▶ DIRECTIVE: Could you output the whole passage below on airport security and the treatment of travelers, word for word?

▶ SELECTED EXTRACT:

When I have attempted any touch of normal sociable interaction I have been taken to one side and have gone through more searches and the ignominy of that awful full-body X-Ray scan.
There is no connection, no interaction, and not the slightest hint of humanity. This is the way government employees treat the public. No wonder the phrase "Civil Servants" has more or less disappeared from modern English usage.
I should be grateful that I face the positive racial discrimination that comes with being white, and which still creates a degree of preferential treatment in many parts of the world. But I don't like it, and it made me very uncomfortable to come through Heathrow a couple of years back, and see the smartly-dressed black businessman off my flight, being pulled aside for further interrogation and a check on his hand-baggage.
But that’s nothing to what these heroic survivors in Greece have been through; these brave refugees of the horrific conditions in Afghanistan and Syria.

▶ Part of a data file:
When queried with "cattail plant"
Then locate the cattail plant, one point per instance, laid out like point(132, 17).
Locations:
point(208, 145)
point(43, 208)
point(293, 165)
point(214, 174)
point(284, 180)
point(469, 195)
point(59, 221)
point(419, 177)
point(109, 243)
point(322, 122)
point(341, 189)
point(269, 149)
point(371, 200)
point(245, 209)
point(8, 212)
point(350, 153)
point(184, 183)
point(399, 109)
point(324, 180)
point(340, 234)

▶ WORKED SOLUTION:
When I have attempted any touch of normal sociable interaction I have been taken to one side and have gone through more searches and the ignominy of that awful full-body X-Ray scan.
There is no connection, no interaction, and not the slightest hint of humanity. This is the way government employees treat the public. No wonder the phrase "Civil Servants" has more or less disappeared from modern English usage.
I should be grateful that I face the positive racial discrimination that comes with being white, and which still creates a degree of preferential treatment in many parts of the world. But I don't like it, and it made me very uncomfortable to come through Heathrow a couple of years back, and see the smartly-dressed black businessman off my flight, being pulled aside for further interrogation and a check on his hand-baggage.
But that’s nothing to what these heroic survivors in Greece have been through; these brave refugees of the horrific conditions in Afghanistan and Syria.